Required task a: Please add 47 to every coordinate in the answers of the entries below, and give those entries again, requests included. Begin at the line that has "the outstretched arm" and stop after the last line of the entries.

Passage:
A steam loco is a complicated beast, and it's also an enormously long feedback loop. Most things in a steam loco enginespec have at least two effects - they affect the way something transfers from A to B, so they will affect both A and B. That, coupled with the feedback loop effects, can make a small change have big ramifications, and make tuning a challenge.
Contents |
Research
Not all the relevant data for steam locos is available.
Easy to find:
- The number of cylinders
- The cylinder diameter and stroke in inches
- The operating pressure
Fairly easy:
- The firebox grate area
- The boiler diameter
- The superheater type (if fitted)
- The coal type in use in the area the loco operated
- A basic diagram for the loco, showing where the tube-plates are
- Weight on axles by either individual axle or groups of axles
A little challenging to find, but often available if you look hard enough:
- The firebox heating surface area
- The full heating surface area including the tubes
- The superheater surface area
For notable locos, or if you happen to get lucky:
- An account detailing the performance of the loco. Best is a dynamometer run, but a footplate account (or even a collection of anecdotes from drivers) also works.
What you are highly unlikely to have, but turns out to be vital information:
- Boiler volume
- Steam chest volume
- Clearance volume
- Max flow rates between boiler and steam chest
First Pass
Plumb in the numbers you know. Some maths is required, as what we ask for in the config file is generally never in the units you've found, and we ask for areas and volumes where you will find diameters and lengths.
Number and arrangement of Cylinders
- number-cylinders
Normally 2, sometimes 3 or 4. Very occasionally something else.
- number-power-strokes
Unless you are doing something very very strange, this will be 2.
- piston-angular-offsets
The angles of each piston on the wheel. This allows you to tweak the quartering, which is important for 3 and 4 cylinder locos. Specified in radians around the wheel. For two cylinders, 0.0174, 1.5254 is the standard value.
Cylinder diameter and stroke
- piston-area:
Convert diameter to metric (meters). Convert to Radius: Divide by two. Calculate area: Square, and then multiply by Pi.

Supplied records:
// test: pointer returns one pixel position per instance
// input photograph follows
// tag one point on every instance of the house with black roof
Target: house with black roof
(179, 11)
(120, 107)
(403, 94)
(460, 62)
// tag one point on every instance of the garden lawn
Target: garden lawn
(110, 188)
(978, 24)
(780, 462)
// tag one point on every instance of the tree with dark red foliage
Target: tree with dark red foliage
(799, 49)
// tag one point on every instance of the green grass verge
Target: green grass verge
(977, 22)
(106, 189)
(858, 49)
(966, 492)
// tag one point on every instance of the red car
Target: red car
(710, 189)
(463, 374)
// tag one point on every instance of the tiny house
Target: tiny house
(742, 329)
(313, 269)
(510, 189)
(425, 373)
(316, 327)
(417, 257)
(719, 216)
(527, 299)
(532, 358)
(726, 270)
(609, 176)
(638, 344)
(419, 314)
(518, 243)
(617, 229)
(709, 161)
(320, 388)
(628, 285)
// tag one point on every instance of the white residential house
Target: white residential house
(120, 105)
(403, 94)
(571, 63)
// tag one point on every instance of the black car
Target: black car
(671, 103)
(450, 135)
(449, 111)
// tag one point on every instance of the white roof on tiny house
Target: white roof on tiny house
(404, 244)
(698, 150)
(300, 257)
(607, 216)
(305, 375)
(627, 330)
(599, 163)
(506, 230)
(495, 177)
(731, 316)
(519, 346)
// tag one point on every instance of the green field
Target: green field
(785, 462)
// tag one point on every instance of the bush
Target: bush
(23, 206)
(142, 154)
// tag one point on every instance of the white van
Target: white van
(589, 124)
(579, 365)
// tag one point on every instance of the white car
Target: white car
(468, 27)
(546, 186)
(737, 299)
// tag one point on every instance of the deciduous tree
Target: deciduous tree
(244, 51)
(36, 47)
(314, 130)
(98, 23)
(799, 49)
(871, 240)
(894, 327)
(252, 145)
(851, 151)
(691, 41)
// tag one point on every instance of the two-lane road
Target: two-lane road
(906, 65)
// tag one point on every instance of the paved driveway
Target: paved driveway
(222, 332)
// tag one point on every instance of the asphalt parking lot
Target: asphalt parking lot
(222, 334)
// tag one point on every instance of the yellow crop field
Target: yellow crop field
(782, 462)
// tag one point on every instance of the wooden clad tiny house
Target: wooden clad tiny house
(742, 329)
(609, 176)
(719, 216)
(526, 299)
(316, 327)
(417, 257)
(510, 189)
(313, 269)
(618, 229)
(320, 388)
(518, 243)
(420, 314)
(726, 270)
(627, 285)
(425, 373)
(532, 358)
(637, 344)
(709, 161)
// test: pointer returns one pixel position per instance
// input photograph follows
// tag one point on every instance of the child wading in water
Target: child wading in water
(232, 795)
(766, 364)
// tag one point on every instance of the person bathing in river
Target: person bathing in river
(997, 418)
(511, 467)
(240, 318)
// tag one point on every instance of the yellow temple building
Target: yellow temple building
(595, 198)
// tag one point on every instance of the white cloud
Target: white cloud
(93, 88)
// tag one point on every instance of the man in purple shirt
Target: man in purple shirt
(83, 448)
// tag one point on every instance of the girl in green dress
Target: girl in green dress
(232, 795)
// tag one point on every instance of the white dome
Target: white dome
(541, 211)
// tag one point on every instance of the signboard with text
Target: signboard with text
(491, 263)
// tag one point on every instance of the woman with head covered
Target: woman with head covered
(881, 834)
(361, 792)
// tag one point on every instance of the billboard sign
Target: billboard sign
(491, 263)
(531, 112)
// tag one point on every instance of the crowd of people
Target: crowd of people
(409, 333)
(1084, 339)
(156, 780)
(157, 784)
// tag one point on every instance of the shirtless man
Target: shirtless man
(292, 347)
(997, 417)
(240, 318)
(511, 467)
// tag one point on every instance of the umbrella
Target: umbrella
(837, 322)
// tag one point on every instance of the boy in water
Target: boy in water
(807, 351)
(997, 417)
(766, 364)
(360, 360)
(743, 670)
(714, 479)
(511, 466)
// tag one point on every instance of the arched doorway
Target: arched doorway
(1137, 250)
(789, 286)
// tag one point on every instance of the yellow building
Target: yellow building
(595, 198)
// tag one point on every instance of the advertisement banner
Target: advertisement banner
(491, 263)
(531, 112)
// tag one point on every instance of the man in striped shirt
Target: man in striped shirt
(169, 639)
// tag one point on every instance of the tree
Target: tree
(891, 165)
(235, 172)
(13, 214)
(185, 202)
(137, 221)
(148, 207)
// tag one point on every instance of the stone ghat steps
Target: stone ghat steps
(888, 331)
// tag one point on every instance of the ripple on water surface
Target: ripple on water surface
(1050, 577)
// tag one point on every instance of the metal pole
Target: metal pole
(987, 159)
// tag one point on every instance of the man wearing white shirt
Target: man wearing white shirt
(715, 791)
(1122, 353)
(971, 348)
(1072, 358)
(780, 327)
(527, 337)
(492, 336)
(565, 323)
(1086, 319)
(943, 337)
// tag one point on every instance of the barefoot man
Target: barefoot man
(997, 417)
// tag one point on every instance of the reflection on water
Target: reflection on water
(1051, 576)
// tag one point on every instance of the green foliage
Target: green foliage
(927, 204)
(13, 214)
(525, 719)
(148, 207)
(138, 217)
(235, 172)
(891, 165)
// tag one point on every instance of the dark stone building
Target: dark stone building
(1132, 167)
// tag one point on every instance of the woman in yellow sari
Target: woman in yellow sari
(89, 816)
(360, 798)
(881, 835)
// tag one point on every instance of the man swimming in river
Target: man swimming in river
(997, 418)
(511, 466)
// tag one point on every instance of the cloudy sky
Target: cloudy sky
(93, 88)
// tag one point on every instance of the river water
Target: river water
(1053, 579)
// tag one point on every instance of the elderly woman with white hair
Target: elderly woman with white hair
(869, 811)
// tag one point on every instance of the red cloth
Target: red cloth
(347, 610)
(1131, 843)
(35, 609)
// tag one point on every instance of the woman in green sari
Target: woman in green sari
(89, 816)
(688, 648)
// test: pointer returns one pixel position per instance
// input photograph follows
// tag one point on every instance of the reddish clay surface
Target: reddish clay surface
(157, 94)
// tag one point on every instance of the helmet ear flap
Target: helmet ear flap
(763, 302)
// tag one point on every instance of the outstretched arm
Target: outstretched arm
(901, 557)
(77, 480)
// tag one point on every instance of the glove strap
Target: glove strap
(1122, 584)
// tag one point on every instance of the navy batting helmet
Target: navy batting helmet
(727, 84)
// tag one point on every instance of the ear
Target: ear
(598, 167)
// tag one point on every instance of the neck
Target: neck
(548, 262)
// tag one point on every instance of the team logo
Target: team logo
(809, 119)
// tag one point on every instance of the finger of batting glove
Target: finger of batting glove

Required task b: Copy out the part of the steam locomotive passage that begins at the words "A steam loco is" and stops after "type (if fitted)".

Correct answer a:
// tag one point on every instance of the outstretched arm
Target: outstretched arm
(948, 604)
(124, 527)
// tag one point on every instance of the glove strap
Target: glove strap
(1169, 631)
// tag one point on every instance of the navy batting helmet
Target: navy batting helmet
(774, 131)
// tag one point on every instance of the ear
Target: ear
(645, 214)
// tag one point on every instance of the neck
Target: neck
(595, 309)
// tag one point on every instance of the team logo
Target: team logo
(856, 166)
// tag one point on every instance of the finger of batting glove
Target: finger of batting glove

Correct answer b:
A steam loco is a complicated beast, and it's also an enormously long feedback loop. Most things in a steam loco enginespec have at least two effects - they affect the way something transfers from A to B, so they will affect both A and B. That, coupled with the feedback loop effects, can make a small change have big ramifications, and make tuning a challenge.
Contents |
Research
Not all the relevant data for steam locos is available.
Easy to find:
- The number of cylinders
- The cylinder diameter and stroke in inches
- The operating pressure
Fairly easy:
- The firebox grate area
- The boiler diameter
- The superheater type (if fitted)